### PROVIDED TEXT:
-=-=-=-=-

JUDGMENT
O.P. Srivastava, J.
1. This is second appeal against the judgment and order dated 10.2.1987, passed by Additional Civil Judge, Sitapur, reversing the judgment and decree dated 12.8.1985, passed by Munsif, Biswa.
2. This appeal stems out of a suit filed by Ram Dei, substituted by her heir plaintiffs-appellants on her death, for cancellation of Will deed dated 4.4.1983. The parties to the suit are related as per pedigree given in the plaint. Gajodhar Prasad deceased was the brother of Ram Dei and defendant-respondents are married daughters of Sarjoo Prasad pre-deceased brother of Gajodhar Prasad.
3. Case of the plaintiff-appellant is that on the death of Sarjoo Prasad his share in the property was inherited by Gajodhar Prasad and on the death of Gajodhar Prasad who was living with Ram Dei the property devolved on her as Gajodhar Prasad was issue-less. The Ram Dei’s name was mutated also but later on defendants-respondents set-up a Will allegedly executed by Gajodhar Prasad in their favour.
4. The Will was challenged on the ground that same was not executed by Gajodhar Prasad during his life-time and that after the death of Gajodhar Prasad, defendants-respondents prepared the said Will in collusion with the witnesses. It was alleged that the Will does not bear signature of Gajodhar Prasad.
5. The suit was contested by defendants-respondents and allegations of the plaintiff-appellant were repelled. Plea of jurisdiction was also taken and it was asserted by defendants-respondents that suit ought to have been filed in revenue court.
6. The suit was decreed by the learned trial court. The same was held also to be cognizable by civil court and not by revenue court. However, on appeal preferred by defendants-respondents, learned appellate court reversed the judgment and decree of the trial court and the suit was dismissed.
7. During pendency of second appeal the consolidation proceedings have commenced in the village. Notification under Section 4(2) of U. P. Consolidation of Holdings Act, 1953 (hereafter referred to as ‘Act’) has been admittedly issued during pendency of appeal. Due to commencement of consolidation proceedings defendants-respondents have made application being C.M.A. No. 1145 (S) of 2003 for abatement of the second appeal under Section 5(2) of the Act. Contention of defendants-respondents in regard to abatement of second appeal and proceedings, has been contested by plaintiff-appellants.
8. I have heard learned Counsel for the parties.

-=-=-=-=-

### THE DATA:
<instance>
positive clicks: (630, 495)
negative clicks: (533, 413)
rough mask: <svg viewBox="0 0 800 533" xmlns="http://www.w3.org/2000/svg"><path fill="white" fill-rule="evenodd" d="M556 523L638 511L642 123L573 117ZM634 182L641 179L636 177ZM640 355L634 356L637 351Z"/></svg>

-=-=-=-=-

### WORK TASK A:
Name every person mentioned by name in the court judgment on the contested will.
### WORK TASK B:
Carry on the court judgment on the contested will from where it stops.

### EXPECTED OUTPUT A:
O.P. Srivastava, Ram Dei, Gajodhar Prasad, Sarjoo Prasad

### EXPECTED OUTPUT B:
9. Learned Counsel for the appellant although has not disputed publication of the notification under Section 4(2) and commencement of the consolidation proceedings but has stated that since the civil court alone has jurisdiction for cancellation of a Will deed, as has been held by the courts below also, the appeal will not abate. Learned Counsel for the parties on either side cited various judgments in support of their case.
10. Section 5(2) of the Act, for convenience sake, is extracted below :
5. Effect of notification under Section 4(2).–(1) ….
(2) Upon the said publication of the notification under Sub-section(2) of Section 4 the following further consequences shall ensue in the area to which the notification relates, namely :
(a) every proceeding for the correction of records and every suit and proceeding in respect of declaration of rights or interest in any land lying in the area, or for declaration or adjudication of any other right in regard to which proceedings can or ought to be taken under this Act, pending before any Court or authority whether of the first instance or of appeal, reference or revision, shall, on an order being passed in that behalf by the Court or authority before whom such suit or proceeding is pending stand abated :
Provided that no such order shall be passed without giving to the parties notice by post or in any other manner and after giving them an opportunity of being heard :
Provided further that on the issue of a notification under Sub-section (1) of Section 6 in respect of the said area or part thereof, every such order in relation to the land lying in such area or part, as the case may be, shall stand vacated ;
(b) such abatement shall be without prejudice to the rights of the persons affected to agitate the right or interest in dispute in the said suits or proceedings before the appropriate consolidation authorities under and in accordance with the provisions of this Act and the Rules made thereunder.
11. From the above, it is unambiguously clear that upon publication of Notification under Section 4(2) of the Act every suit and proceeding in respect of declaration of rights or interest in any land lying in the area including proceedings for correction of record or for declaration or adjudication of any right pending before any court or authority whether of the first instance or of appeal, etc, shall on an order being passed in that behalf by the court or authority before whom such suit or proceeding is pending, shall stand abated.
12. Provision contained in Section 5(2) of the Act is wide enough. Any suit regarding determination of rights or interest pending at any stage initial or appellate, shall stand abated if Court before which the matter is pending, is of opinion that the matter is covered by this section.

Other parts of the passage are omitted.